Find each line in the listing below that contains the word "tower", and copy every one of those lines.
::: GIVEN INFORMATION
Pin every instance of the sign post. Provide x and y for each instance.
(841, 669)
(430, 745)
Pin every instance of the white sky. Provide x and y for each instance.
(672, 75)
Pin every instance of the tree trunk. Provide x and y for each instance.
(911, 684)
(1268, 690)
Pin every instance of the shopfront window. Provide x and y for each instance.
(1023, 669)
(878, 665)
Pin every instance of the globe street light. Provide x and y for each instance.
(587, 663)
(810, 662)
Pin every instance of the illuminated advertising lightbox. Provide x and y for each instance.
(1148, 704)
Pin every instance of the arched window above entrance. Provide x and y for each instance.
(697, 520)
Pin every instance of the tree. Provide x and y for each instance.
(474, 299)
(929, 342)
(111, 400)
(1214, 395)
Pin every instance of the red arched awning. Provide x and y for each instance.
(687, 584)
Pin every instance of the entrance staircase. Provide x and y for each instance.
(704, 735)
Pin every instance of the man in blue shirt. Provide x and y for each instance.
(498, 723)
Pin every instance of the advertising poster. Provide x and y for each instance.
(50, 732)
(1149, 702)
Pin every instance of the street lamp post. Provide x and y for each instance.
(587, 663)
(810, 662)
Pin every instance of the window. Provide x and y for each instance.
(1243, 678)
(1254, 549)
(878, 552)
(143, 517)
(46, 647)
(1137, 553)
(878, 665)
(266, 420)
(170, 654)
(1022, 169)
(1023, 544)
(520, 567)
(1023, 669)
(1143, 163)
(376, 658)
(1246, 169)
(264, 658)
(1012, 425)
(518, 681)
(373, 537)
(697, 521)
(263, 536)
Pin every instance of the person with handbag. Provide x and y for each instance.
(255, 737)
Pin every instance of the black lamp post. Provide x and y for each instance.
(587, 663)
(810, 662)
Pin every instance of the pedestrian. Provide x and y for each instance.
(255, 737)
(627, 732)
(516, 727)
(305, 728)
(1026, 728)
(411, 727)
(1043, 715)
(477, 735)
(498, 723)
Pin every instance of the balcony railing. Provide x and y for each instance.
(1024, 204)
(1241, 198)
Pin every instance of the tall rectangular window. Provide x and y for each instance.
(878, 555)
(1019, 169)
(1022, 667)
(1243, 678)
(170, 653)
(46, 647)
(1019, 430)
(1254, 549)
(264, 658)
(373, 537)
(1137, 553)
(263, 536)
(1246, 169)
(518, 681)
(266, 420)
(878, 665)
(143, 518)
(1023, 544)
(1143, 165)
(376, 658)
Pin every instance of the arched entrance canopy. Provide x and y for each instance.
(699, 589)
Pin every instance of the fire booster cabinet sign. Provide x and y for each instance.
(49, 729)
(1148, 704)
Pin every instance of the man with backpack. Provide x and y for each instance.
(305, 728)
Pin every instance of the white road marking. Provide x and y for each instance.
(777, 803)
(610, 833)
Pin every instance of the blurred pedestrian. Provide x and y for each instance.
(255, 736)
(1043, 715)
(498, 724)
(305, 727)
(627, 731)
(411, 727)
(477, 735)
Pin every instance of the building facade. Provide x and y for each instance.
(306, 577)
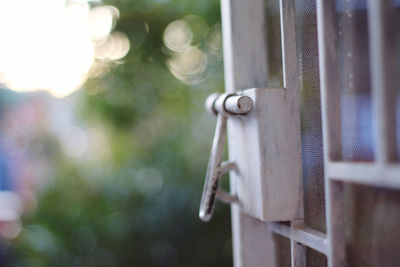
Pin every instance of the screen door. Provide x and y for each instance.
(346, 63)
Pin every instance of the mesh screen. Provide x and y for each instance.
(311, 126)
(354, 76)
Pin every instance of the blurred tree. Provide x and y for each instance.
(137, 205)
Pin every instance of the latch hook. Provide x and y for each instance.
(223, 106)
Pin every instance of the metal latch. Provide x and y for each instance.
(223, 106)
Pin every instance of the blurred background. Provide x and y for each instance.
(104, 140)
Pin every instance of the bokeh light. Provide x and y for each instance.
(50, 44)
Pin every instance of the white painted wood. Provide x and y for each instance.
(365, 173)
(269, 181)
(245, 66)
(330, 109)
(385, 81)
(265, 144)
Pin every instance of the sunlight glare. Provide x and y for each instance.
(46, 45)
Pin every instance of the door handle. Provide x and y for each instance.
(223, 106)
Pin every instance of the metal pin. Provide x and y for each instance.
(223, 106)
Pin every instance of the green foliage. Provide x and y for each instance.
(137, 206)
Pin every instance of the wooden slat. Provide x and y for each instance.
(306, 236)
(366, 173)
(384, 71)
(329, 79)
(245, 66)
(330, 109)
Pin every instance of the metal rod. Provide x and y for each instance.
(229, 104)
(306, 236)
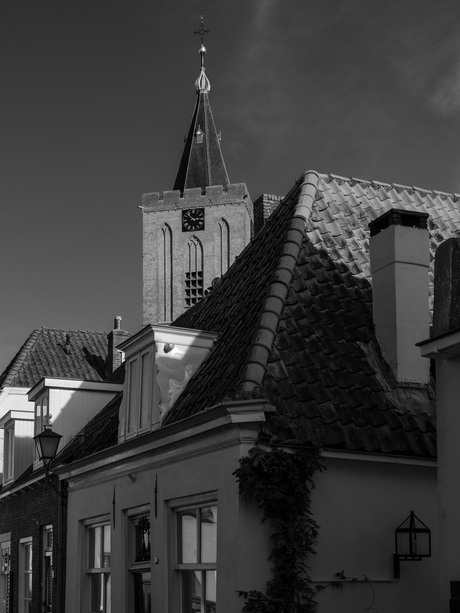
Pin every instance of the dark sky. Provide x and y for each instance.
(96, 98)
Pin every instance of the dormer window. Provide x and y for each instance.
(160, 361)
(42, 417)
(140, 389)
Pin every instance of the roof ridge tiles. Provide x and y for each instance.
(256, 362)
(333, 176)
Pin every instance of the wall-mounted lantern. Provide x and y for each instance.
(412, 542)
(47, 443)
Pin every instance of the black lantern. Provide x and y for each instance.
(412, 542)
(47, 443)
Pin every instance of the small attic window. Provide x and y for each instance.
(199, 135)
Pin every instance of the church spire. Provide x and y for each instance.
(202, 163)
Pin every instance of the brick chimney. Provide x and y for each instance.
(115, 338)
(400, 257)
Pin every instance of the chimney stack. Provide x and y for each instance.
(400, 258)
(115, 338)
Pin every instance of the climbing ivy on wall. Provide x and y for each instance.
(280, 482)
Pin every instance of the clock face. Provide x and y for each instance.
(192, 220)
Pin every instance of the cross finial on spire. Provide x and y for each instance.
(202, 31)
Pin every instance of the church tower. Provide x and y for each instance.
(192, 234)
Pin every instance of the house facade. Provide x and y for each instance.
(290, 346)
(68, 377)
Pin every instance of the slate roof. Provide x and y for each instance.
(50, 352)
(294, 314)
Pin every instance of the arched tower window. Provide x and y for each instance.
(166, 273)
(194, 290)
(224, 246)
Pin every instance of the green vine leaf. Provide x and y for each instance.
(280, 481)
::::::
::: GIVEN INFORMATION
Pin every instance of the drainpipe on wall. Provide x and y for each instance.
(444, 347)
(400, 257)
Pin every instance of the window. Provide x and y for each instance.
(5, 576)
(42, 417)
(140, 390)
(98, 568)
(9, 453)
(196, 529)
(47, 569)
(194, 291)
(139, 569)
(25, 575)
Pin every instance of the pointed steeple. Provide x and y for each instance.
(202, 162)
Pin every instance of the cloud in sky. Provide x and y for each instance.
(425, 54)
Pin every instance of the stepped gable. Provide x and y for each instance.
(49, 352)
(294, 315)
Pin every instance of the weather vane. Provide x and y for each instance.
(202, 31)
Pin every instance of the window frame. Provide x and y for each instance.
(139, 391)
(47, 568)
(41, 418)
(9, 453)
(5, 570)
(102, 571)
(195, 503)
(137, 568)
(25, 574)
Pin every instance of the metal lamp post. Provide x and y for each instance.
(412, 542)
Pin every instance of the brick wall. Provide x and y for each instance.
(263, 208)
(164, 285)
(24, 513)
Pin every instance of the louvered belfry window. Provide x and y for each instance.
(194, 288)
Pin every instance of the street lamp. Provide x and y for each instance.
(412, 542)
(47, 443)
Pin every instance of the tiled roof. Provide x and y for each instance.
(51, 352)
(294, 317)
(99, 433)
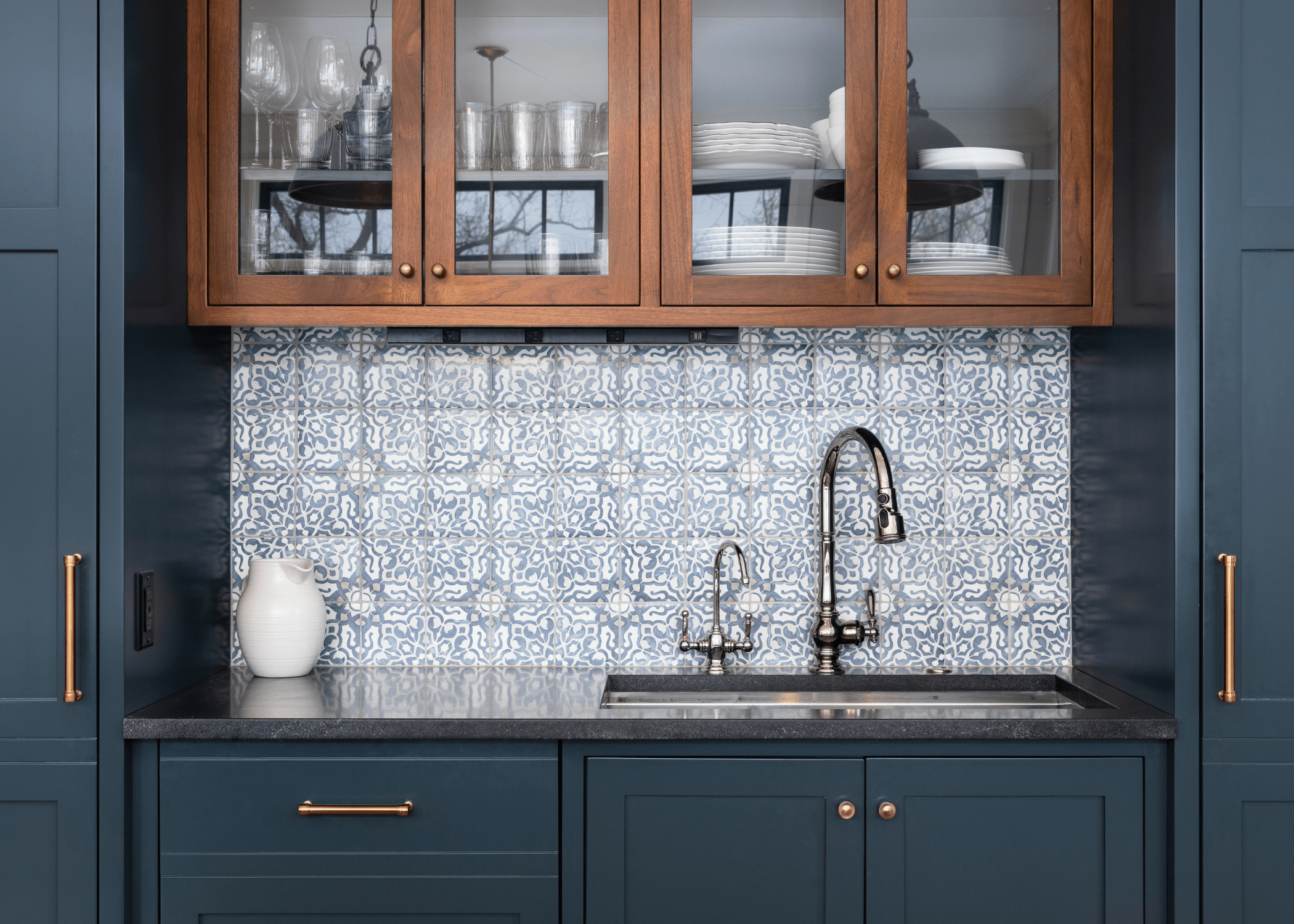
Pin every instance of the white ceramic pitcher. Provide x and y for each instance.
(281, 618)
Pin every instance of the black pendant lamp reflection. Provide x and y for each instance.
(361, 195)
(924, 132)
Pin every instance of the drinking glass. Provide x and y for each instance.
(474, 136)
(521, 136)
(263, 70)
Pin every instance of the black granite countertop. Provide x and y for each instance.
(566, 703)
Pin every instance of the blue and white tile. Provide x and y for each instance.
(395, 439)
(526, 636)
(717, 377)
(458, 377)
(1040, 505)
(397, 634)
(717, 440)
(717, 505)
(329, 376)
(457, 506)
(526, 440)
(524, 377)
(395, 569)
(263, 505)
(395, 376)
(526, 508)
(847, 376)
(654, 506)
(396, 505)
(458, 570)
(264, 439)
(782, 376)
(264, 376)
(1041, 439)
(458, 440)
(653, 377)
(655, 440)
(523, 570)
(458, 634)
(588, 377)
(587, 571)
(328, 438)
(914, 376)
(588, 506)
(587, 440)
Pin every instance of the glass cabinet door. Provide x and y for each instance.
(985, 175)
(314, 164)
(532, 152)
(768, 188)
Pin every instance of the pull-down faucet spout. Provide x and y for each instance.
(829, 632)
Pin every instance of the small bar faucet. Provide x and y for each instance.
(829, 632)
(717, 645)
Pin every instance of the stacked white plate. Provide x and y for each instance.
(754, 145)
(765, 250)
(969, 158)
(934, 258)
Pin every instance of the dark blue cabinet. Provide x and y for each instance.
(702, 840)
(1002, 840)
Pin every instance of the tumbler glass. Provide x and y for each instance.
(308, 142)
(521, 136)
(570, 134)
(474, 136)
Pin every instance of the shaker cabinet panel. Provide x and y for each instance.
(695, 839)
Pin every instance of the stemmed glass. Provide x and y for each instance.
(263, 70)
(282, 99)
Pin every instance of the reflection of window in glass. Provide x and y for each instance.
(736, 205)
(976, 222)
::::::
ANSWER
Pin every instance of the church tower. Provide x and y for each instance.
Pin every instance of the arched tower window. Provide x and y for each instance.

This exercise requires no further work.